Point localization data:
▼
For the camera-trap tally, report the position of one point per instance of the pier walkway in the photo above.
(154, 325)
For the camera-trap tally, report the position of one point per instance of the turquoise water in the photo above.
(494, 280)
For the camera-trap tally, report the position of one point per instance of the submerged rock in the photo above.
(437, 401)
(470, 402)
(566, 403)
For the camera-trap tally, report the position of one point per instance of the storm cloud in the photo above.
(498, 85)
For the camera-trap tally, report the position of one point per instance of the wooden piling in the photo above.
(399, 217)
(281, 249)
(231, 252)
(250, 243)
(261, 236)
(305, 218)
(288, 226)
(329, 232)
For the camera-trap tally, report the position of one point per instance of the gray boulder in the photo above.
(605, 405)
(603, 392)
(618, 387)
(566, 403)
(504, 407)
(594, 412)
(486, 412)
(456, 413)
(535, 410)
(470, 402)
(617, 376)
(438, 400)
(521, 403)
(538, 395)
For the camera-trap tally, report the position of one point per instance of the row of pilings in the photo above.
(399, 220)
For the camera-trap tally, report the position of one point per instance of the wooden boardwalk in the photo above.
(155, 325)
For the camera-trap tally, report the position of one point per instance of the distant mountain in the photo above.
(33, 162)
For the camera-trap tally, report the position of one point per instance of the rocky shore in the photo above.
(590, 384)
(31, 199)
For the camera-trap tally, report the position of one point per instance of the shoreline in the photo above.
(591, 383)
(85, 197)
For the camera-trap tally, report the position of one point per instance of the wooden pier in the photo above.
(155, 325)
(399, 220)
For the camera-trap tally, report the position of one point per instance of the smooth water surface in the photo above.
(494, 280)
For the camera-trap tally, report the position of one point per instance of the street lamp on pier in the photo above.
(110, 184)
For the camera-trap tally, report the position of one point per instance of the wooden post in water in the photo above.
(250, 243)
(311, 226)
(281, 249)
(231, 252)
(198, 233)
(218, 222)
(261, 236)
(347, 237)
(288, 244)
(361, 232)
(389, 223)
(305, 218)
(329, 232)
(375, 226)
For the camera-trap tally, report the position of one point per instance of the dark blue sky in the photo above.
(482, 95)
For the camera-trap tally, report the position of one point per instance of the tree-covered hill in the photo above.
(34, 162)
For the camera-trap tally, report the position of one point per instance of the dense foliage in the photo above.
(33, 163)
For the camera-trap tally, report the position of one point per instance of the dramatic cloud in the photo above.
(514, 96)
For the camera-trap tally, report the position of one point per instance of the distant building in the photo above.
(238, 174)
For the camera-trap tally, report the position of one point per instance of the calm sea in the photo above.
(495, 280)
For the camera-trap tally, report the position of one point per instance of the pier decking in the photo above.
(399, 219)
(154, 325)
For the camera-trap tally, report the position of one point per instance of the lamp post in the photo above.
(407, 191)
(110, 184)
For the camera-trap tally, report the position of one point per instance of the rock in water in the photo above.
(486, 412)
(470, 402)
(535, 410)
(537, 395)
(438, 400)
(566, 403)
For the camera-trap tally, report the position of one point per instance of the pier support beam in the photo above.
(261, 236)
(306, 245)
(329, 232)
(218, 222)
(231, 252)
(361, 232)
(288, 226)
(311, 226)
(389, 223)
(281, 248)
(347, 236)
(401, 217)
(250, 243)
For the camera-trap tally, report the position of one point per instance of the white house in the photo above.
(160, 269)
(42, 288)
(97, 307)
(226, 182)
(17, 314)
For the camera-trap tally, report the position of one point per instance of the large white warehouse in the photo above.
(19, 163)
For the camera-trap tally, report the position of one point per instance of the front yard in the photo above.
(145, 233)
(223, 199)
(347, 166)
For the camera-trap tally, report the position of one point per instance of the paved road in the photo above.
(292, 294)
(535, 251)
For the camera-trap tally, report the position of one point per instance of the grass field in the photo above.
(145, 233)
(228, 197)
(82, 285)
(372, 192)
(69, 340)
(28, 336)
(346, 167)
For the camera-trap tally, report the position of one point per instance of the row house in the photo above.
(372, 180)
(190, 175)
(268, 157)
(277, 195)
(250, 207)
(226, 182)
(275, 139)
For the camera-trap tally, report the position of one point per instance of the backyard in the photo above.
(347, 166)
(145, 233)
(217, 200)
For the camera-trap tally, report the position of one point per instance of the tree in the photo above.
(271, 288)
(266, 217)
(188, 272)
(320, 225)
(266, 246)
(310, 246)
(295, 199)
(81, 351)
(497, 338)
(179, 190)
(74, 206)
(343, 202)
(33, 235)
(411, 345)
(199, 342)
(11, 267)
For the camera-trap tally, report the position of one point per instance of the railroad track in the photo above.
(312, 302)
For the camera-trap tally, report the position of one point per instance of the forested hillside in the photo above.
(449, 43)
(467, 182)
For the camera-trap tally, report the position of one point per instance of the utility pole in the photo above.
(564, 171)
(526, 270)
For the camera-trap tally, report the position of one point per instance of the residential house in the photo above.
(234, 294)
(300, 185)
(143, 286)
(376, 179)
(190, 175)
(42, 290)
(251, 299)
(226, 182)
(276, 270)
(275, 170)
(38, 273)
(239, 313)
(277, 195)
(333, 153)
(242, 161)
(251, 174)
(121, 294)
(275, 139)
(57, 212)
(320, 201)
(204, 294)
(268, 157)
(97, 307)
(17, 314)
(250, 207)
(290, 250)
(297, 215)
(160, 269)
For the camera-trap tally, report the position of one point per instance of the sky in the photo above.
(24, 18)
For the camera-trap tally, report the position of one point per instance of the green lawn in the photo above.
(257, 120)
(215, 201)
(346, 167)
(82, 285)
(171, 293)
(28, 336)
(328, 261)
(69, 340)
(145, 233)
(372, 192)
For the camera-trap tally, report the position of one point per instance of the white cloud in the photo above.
▲
▼
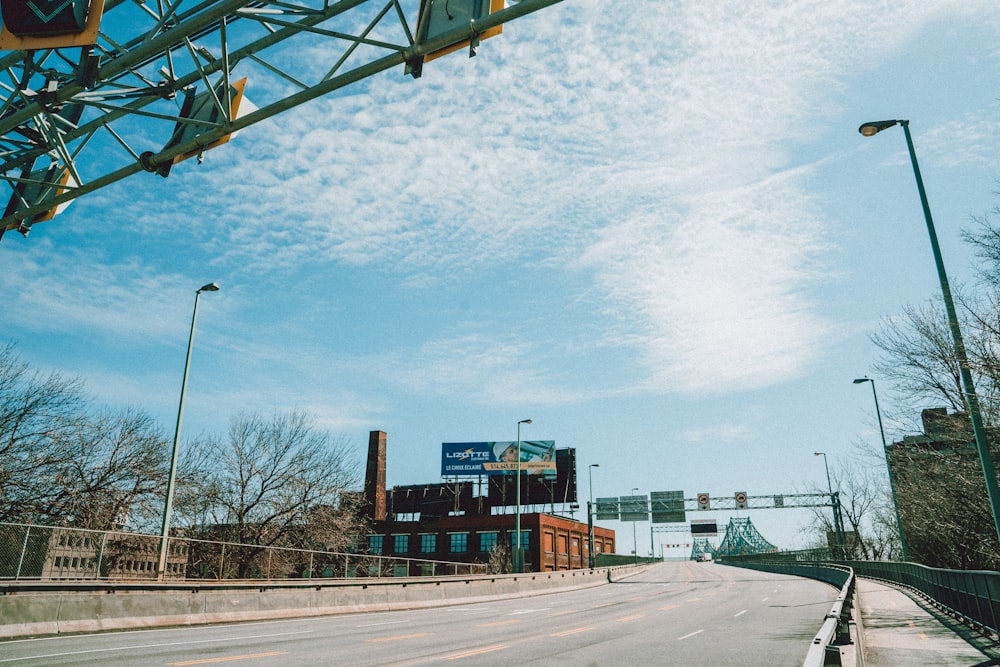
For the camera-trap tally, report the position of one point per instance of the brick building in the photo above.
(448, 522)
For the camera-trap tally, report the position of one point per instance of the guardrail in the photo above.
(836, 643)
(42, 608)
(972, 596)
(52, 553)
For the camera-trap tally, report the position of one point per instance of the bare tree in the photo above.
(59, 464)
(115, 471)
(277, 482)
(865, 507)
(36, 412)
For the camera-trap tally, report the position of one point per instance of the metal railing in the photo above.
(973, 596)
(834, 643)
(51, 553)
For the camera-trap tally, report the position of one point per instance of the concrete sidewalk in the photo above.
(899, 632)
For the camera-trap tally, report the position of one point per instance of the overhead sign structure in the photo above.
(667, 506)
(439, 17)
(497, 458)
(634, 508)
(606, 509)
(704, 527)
▲
Aim of the task:
In the data above, start at the line that has "backyard in the photo above.", stop after the line that has "white cloud in the photo above.", and print every line in between exactly as it stands.

Solution to the problem:
For the camera-trap tally, report the position of one point per instance of the backyard in the photo above.
(347, 166)
(145, 233)
(217, 200)
For the camera-trap tally, report the position of one point per instance of the tree in the photo above.
(271, 288)
(266, 217)
(188, 272)
(320, 225)
(266, 246)
(310, 246)
(295, 199)
(81, 351)
(497, 338)
(179, 190)
(74, 206)
(343, 202)
(33, 235)
(411, 345)
(199, 342)
(11, 267)
For the camera-trap tally, report the position of one point per instance of the railroad track in the photo above.
(312, 302)
For the camera-trap tally, report the position of one point per instance of the forested hillside in the photo above.
(449, 43)
(467, 182)
For the camera-trap tally, report the position of one point per instance of the utility pole in the photo above.
(564, 171)
(526, 270)
For the camera-trap tally, report the position of one point per instance of the residential house in the photo above.
(234, 294)
(300, 185)
(143, 286)
(376, 179)
(190, 175)
(42, 290)
(251, 299)
(226, 182)
(276, 270)
(275, 170)
(38, 273)
(239, 313)
(277, 195)
(333, 153)
(242, 161)
(251, 174)
(121, 294)
(275, 139)
(57, 212)
(320, 201)
(204, 294)
(268, 157)
(97, 307)
(17, 314)
(250, 207)
(290, 250)
(297, 215)
(160, 269)
For the camera-trap tally, report the position of one point per instance of the sky in the photo above.
(24, 18)
For the camera-trap tally, report the position of one point per instance of the green lawn in the photo above.
(257, 120)
(215, 201)
(346, 167)
(82, 285)
(171, 293)
(28, 336)
(328, 261)
(69, 340)
(145, 233)
(372, 192)
For the camera-trap tally, report the position of one point per instance of the white cloud in the photo above.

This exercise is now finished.